* start QUOTED TEXT *

Kameya v Chief of Namibian Defence Force and Others (APPEAL 66 of 2015) [2015] NAHCMD 92 (16 April 2015)


R

REPORTABLE

EPUBLIC OF NAMIBIA

HIGH COURT OF NAMIBIA MAIN DIVISION, WINDHOEK


JUDGMENT


Case no: A 66/2015


In the matter between:


JOHANNES KAMBINDA KAMEYA APPLICANT


And


THE CHIEF OF THE NAMIBIAN DEFENCE FORCE FIRST RESPONDENT

THE CHIEF OF STAFF: HUMAN RESOURCES SECOND RESPONDENT

THE MINISTER OF DEFENCE THIRD RESPONDENT

THE PRESIDENT OF THE REPUBLIC OF NAMIBIA FOURTH RESPONDENT


Neutral citation: Kameya v The Chief of the Namibian Defence Force (A 66-2015) [2015] NAHCMD 92 (16 April 2015)


Coram: PARKER AJ

Heard: 30 March 2015

Delivered: 16 April 2015


Flynote: Administrative law – Review – Application to review act of administrative official – Such application must be brought in terms of rule 76 of the rules – Court held that failure to comply with rule 76 is fatal – Effect of such failure is that there is no application to review properly before the court – Court held that it would therefore be wrong and illogical for the court to grant interim interdict pending finalization of a review application where such application did not exist – Consequently, the court struck the application from the roll with costs.

* end QUOTED TEXT *
* start DATA SHOWN *

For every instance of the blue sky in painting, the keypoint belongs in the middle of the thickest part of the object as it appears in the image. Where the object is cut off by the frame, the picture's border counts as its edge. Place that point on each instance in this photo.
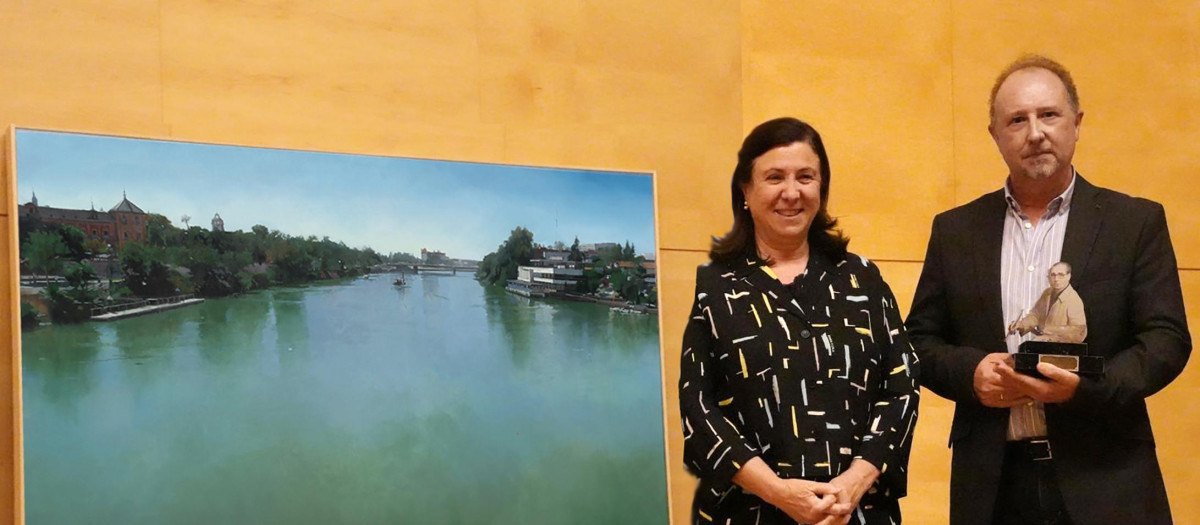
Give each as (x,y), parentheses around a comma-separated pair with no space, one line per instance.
(389,204)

* end DATA SHOWN *

=== PROBLEM SET ===
1. According to the judgment, on what date was the matter heard?
2. Rewrite the judgment between "Coram: PARKER AJ" and "roll with costs.", inclusive, substituting "temporary interdict" for "interim interdict".
The material is separate from the judgment and unrelated to it.

=== THE RESPONSES ===
1. 30 March 2015

2.
Coram: PARKER AJ

Heard: 30 March 2015

Delivered: 16 April 2015


Flynote: Administrative law – Review – Application to review act of administrative official – Such application must be brought in terms of rule 76 of the rules – Court held that failure to comply with rule 76 is fatal – Effect of such failure is that there is no application to review properly before the court – Court held that it would therefore be wrong and illogical for the court to grant temporary interdict pending finalization of a review application where such application did not exist – Consequently, the court struck the application from the roll with costs.